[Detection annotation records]

***

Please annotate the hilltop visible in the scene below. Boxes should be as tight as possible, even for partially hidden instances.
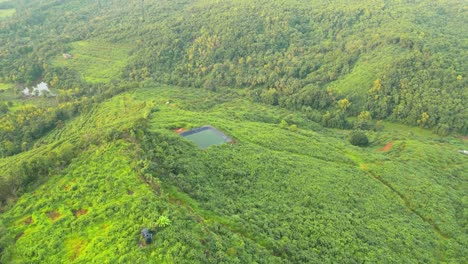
[0,0,468,263]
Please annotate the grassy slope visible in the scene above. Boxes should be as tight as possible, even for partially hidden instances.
[0,87,468,262]
[52,39,130,83]
[0,8,16,19]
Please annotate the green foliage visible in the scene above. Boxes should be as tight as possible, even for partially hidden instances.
[0,0,468,263]
[349,130,369,147]
[156,215,171,227]
[0,0,462,134]
[289,124,297,132]
[0,83,466,263]
[280,119,289,129]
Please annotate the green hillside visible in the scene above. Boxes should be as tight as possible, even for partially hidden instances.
[0,0,468,263]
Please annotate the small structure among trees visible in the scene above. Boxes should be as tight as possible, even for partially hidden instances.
[141,228,153,245]
[349,130,369,147]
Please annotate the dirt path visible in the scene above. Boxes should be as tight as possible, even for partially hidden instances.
[380,142,393,152]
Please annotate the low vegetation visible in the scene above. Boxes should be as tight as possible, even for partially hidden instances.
[0,0,468,263]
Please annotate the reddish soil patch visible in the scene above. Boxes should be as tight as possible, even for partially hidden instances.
[380,142,393,152]
[73,209,88,218]
[15,232,24,241]
[23,216,34,225]
[46,211,62,221]
[174,128,185,134]
[361,163,367,171]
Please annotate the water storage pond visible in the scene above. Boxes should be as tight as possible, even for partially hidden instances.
[180,126,232,149]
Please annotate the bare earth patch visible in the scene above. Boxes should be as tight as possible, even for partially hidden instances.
[73,209,88,218]
[46,211,62,221]
[66,239,87,261]
[15,232,24,241]
[380,142,393,152]
[23,216,34,225]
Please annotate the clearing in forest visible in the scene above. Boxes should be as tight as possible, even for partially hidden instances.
[380,142,393,152]
[180,126,231,149]
[53,40,131,83]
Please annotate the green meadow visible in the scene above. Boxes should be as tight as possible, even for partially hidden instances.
[52,39,131,83]
[0,85,468,263]
[0,8,16,19]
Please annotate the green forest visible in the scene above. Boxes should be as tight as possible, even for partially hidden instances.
[0,0,468,263]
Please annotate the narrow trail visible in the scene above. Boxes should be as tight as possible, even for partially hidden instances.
[359,163,452,239]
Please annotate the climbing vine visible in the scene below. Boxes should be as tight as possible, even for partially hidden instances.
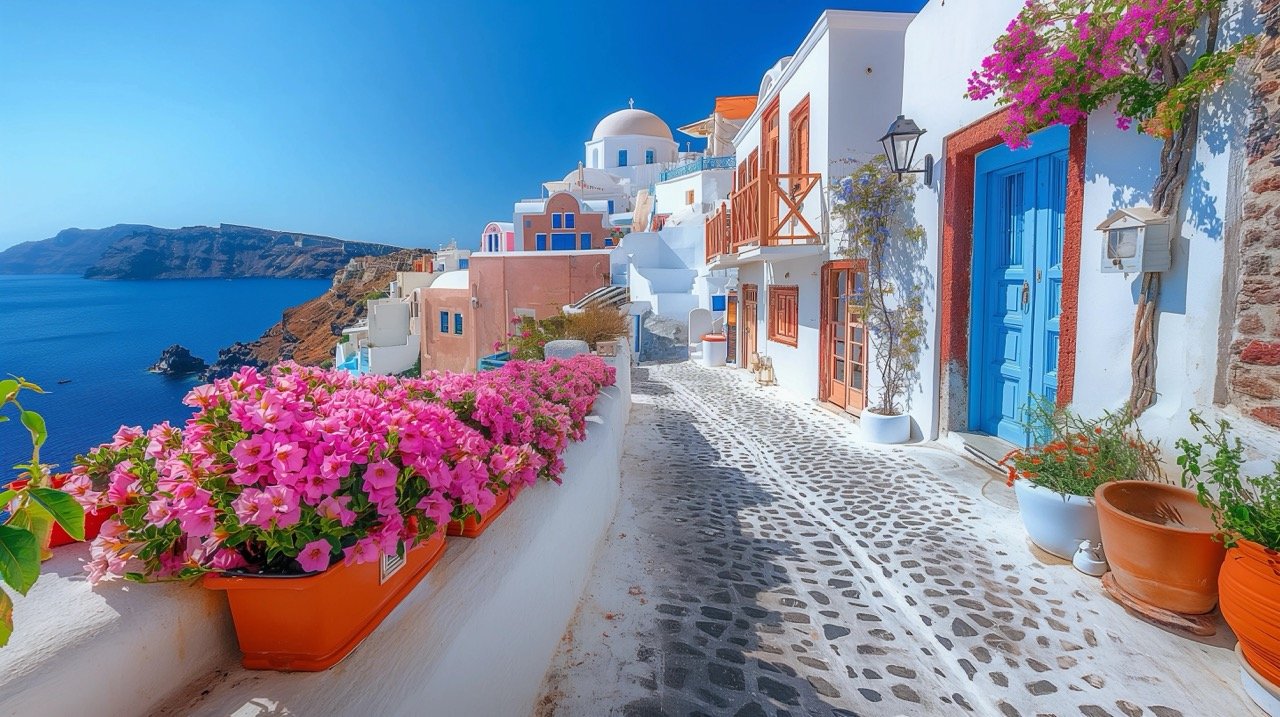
[966,0,1256,415]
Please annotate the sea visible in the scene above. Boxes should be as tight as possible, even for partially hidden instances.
[0,275,329,484]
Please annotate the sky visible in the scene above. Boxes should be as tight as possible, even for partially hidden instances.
[0,0,924,248]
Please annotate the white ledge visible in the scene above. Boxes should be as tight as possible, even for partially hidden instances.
[0,353,631,717]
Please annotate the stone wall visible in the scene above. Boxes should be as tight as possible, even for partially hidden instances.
[1228,0,1280,428]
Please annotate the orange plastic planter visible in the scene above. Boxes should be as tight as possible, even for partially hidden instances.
[205,530,444,672]
[1217,540,1280,686]
[448,489,511,538]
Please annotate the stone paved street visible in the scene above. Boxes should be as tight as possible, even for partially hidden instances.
[539,362,1261,717]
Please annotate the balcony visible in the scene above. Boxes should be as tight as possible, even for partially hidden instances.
[658,155,737,182]
[730,173,822,252]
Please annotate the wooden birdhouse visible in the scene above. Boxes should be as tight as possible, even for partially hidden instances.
[1098,206,1172,274]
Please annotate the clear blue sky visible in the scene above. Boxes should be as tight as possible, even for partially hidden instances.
[0,0,924,248]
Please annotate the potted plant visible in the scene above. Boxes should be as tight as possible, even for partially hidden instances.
[68,356,613,671]
[1178,412,1280,695]
[1000,396,1160,560]
[0,378,84,647]
[831,159,924,443]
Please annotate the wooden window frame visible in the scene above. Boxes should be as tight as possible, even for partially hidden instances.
[768,284,800,348]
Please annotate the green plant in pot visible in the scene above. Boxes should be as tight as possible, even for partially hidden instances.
[0,378,84,647]
[1178,412,1280,693]
[1000,396,1160,560]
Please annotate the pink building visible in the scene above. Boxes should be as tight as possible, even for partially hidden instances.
[420,250,611,371]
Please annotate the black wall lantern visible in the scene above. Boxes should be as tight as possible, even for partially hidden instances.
[881,115,933,187]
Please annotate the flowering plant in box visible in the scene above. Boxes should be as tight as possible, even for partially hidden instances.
[1000,397,1160,497]
[67,357,612,583]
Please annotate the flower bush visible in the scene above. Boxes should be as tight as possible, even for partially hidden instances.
[966,0,1253,149]
[65,356,614,583]
[1178,411,1280,551]
[1000,397,1161,497]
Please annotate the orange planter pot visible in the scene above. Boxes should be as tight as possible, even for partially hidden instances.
[205,531,444,672]
[1093,480,1226,615]
[1217,540,1280,686]
[448,489,511,538]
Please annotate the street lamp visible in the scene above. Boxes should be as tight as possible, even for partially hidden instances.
[881,115,933,187]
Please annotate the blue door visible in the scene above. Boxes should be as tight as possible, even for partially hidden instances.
[969,127,1069,446]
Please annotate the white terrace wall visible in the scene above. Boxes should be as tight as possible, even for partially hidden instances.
[0,350,631,717]
[902,0,1256,448]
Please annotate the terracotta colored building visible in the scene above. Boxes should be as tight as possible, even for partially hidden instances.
[420,250,611,371]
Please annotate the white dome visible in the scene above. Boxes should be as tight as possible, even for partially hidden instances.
[591,109,672,142]
[426,269,468,289]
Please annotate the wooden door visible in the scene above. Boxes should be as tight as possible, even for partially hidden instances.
[739,284,759,366]
[819,261,867,414]
[724,291,742,366]
[969,127,1068,446]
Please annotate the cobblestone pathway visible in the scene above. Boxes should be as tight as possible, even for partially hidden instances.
[539,364,1261,717]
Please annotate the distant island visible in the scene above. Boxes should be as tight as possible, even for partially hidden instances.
[0,224,402,279]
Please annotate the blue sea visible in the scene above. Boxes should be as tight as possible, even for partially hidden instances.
[0,275,329,484]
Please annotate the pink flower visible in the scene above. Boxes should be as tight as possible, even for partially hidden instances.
[298,538,333,572]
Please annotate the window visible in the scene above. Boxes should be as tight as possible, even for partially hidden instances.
[787,96,809,175]
[769,287,800,346]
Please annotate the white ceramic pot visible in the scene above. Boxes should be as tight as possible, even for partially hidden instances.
[1014,479,1106,560]
[858,410,911,443]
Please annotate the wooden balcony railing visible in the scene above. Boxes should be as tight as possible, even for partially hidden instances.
[730,173,823,252]
[707,202,732,261]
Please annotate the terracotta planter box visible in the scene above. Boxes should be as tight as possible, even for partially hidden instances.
[1093,480,1226,615]
[205,531,444,672]
[1217,540,1280,688]
[448,489,511,538]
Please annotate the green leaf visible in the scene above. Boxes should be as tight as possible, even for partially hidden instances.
[28,488,84,540]
[0,525,40,595]
[20,411,49,448]
[0,590,13,648]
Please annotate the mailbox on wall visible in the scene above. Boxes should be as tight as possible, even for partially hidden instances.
[1098,206,1172,274]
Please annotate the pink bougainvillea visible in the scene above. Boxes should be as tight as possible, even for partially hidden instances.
[965,0,1252,149]
[64,356,614,583]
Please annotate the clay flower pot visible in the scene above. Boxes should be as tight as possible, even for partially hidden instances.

***

Problem statement:
Your task is to set down the records shown above exactly, minus any pictures.

The completed task:
Please annotate the hilltop visible in the scene below. Boxes should be as tight as possible, even for partially hidden instances.
[0,0,468,263]
Please annotate the grassy slope visible in the scene above. Boxes should be as tight as possible, even for partially hidden instances.
[0,87,468,262]
[52,39,130,83]
[0,8,16,19]
Please annotate the green foliage visible in the scene above. Boxes should be as tight as possible, even for partially hidden instances.
[0,0,468,263]
[349,130,369,147]
[156,215,171,227]
[0,0,462,134]
[289,124,297,132]
[0,83,466,263]
[280,119,289,129]
Please annotate the green hillside visible in the scene above. Boxes should be as tight as possible, even for partially hidden instances.
[0,0,468,263]
Please annotate the small structure among trees visible in the scene above. Boxes should be as tight as possible, even for partially hidden instances.
[141,228,153,245]
[349,130,369,147]
Please annotate the dirt path visible in the scene above. Boxes should be as tight as possible, even for partially hidden instances.
[380,142,393,152]
Please annotate the low vegetation visible in the scene above. Boxes should be as tight as possible, even for partially hidden instances.
[0,0,468,263]
Please annotate the reddish soil patch visible in the scene above. Boxes should be as tight as possible, even for partially hidden instances.
[380,142,393,152]
[73,209,88,218]
[15,232,24,241]
[23,216,34,225]
[46,211,62,221]
[174,128,185,134]
[361,163,367,171]
Please annotate the water storage pond visible in the scene above. Boxes should be as tight as possible, even for partially hidden instances.
[180,126,232,149]
Please annotate the bare earth patch visible in the scene above. Boxes should be as tight as possible, even for partially hidden instances.
[73,209,88,218]
[46,211,62,221]
[66,239,87,261]
[15,232,24,241]
[380,142,393,152]
[23,216,34,225]
Please annotate the clearing in forest visible in the scene above. Boxes should be as tight as possible, even for partially hidden instances.
[380,142,393,152]
[180,126,231,149]
[53,40,131,83]
Please annotate the green meadow visible in the scene above. Boxes should be as tight as possible, even for partially hidden instances.
[52,39,131,83]
[0,85,468,263]
[0,8,16,19]
Please annotate the green forest visible in the scene above. Boxes should be as tight as possible, even for partially hidden instances.
[0,0,468,263]
Please annotate the narrow trail visible in the scene above. Boxes should be as tight as possible, even for partially hidden instances.
[359,163,452,239]
Please annotate the climbing vine visible in the scene below. Boxes should be as tight as possible, even for partially hidden instances.
[966,0,1256,415]
Please annotate the sea visible in the scene above. Boxes should be as tight as possible, even for partially hidden instances.
[0,275,329,484]
Please annotate the sky visible in the scene above. Boxes should be as tight as possible, even for partially hidden instances.
[0,0,924,248]
Please annotate the white ledge visible in the scene above. Boxes should be as tight as possible, even for partially hidden instances.
[0,353,631,717]
Please annotate the stone wall visible in the scene above. Boxes should be as tight as possible, even for partially hidden instances.
[1228,0,1280,428]
Please annotate the orange plastic planter visible in the scene above. Boxes should be as tight as possible, even for partially hidden instances.
[205,530,444,672]
[1217,540,1280,686]
[448,489,511,538]
Please annotate the stone paved street visible in the scene above. Boxes should be as tight as possible, even for partially hidden instances.
[539,362,1261,717]
Please annotate the balcony visible in the scene above. Boxes should be as tight as possible, even for partially hidden instances.
[658,155,737,182]
[730,173,822,252]
Please annotate the wooden birdhouse visible in the scene above. Boxes should be as tight as possible, even for partially hidden instances.
[1098,206,1172,274]
Please annotate the clear blue sky visible in the scene above. Boxes should be as tight as possible, even for partially hidden instances.
[0,0,924,248]
Please annotate the potted plant visible in the scene above. Boxes should be as tight as possible, even for partially hidden instances.
[68,356,613,671]
[1178,412,1280,695]
[1000,396,1160,560]
[0,378,84,647]
[831,159,924,443]
Please annotate the wooden window frame visible in the scene above. Boxes should be as tight as possible, even for partially hidden instances.
[768,284,800,348]
Please annotate the green plant in pot visible in the scene above. Boxes should be as tight as possible, even for partially hidden instances.
[0,378,84,647]
[1178,412,1280,693]
[1000,396,1160,560]
Please annotate the pink building visible in the scene above. Boxes should be as tight as possible, even for partially hidden instances.
[420,250,611,371]
Please annotate the black wall lantern visible in the scene above. Boxes should be as tight as possible, even for partially hidden instances.
[881,115,933,187]
Please annotate the flowering plant in box visible in the scene above. Boxes should be as tight as possible, even for partially hidden instances.
[1000,397,1160,497]
[67,357,612,583]
Please annotate the flower bush visible in the scene above. Boxes should be as tight as possible, even for partially hidden instances.
[966,0,1253,149]
[65,356,614,583]
[1178,411,1280,551]
[1000,397,1161,497]
Please annotate the orange planter pot visible in the scene above. Boxes should be as tight as possible, even for partially hidden instances.
[205,531,444,672]
[1093,480,1226,615]
[1217,540,1280,686]
[448,489,511,538]
Please annotate the street lamp visible in the scene above. Boxes should be as tight as possible, even for partially hidden instances.
[881,115,933,187]
Please annotate the blue door visible in the scene above. Boxes should be as tight as possible, even for partially hidden instances.
[969,127,1069,446]
Please annotate the white terrace wall visible in the scene above. Boxes should be as tight as possible, even for partially hidden instances.
[0,350,631,717]
[902,0,1256,448]
Please annotate the terracotta colored building visible in the scene above. Boxes should be as tight as possible, even for partially hidden instances.
[420,250,611,371]
Please annotate the white dome visible in the scene above. Boxes should be as tight as possible, even for partially hidden instances.
[591,109,672,142]
[426,269,468,289]
Please annotate the wooden door visible in the scene above. Boxes should be as tight as possible, even for partially hidden instances.
[739,284,759,366]
[819,261,867,414]
[724,291,742,366]
[969,127,1068,446]
Please annotate the cobblestone pathway visible in the scene above. Boxes should be as tight as possible, even for partially hidden instances.
[539,364,1261,717]
Please annotate the distant island visible in the scene above. Boxes should be as tight as possible, even for partially hidden instances.
[0,224,402,279]
Please annotate the blue sea visible in the scene above. Boxes should be as tight as possible, even for partially hidden instances.
[0,275,329,484]
Please annotate the pink flower visible in the scene above. Boxes should be as tight as possible, even for partially hidden instances.
[298,538,333,572]
Please annotate the window visible in the scene above. Boxes should be as tight as possible, even for partially hidden instances.
[787,96,809,175]
[769,287,800,346]
Please annotate the white ceramic pot visible in the scene above. Boxes should be as tight as possible, even for partially hidden instances.
[1014,479,1106,560]
[858,410,911,443]
Please annotate the wooden balcony railing visible in the scene above. Boxes should be as tight as possible, even for partially hidden instances.
[730,173,823,252]
[707,202,732,261]
Please annotate the terracotta planter box visible in the scene above. Boxes should be as tight as possible, even for partially hidden instances.
[1093,480,1226,615]
[205,531,444,672]
[1217,540,1280,688]
[448,489,511,538]
Please annotate the green leaf visible in the scene above. Boxes should be as tight as possible, even for partially hidden instances.
[28,488,84,540]
[0,525,40,595]
[20,411,49,448]
[0,590,13,648]
Please annotate the mailbox on wall visible in the scene above. Boxes should be as tight as possible, even for partially hidden instances.
[1098,206,1172,274]
Please annotate the pink bougainvillea visible in the scene above. Boxes should be as tight as possible, even for partially hidden instances.
[965,0,1252,149]
[64,356,614,583]
Please annotate the clay flower pot visible in the scene above. Boxes should be as tight as possible, even for partially hidden instances.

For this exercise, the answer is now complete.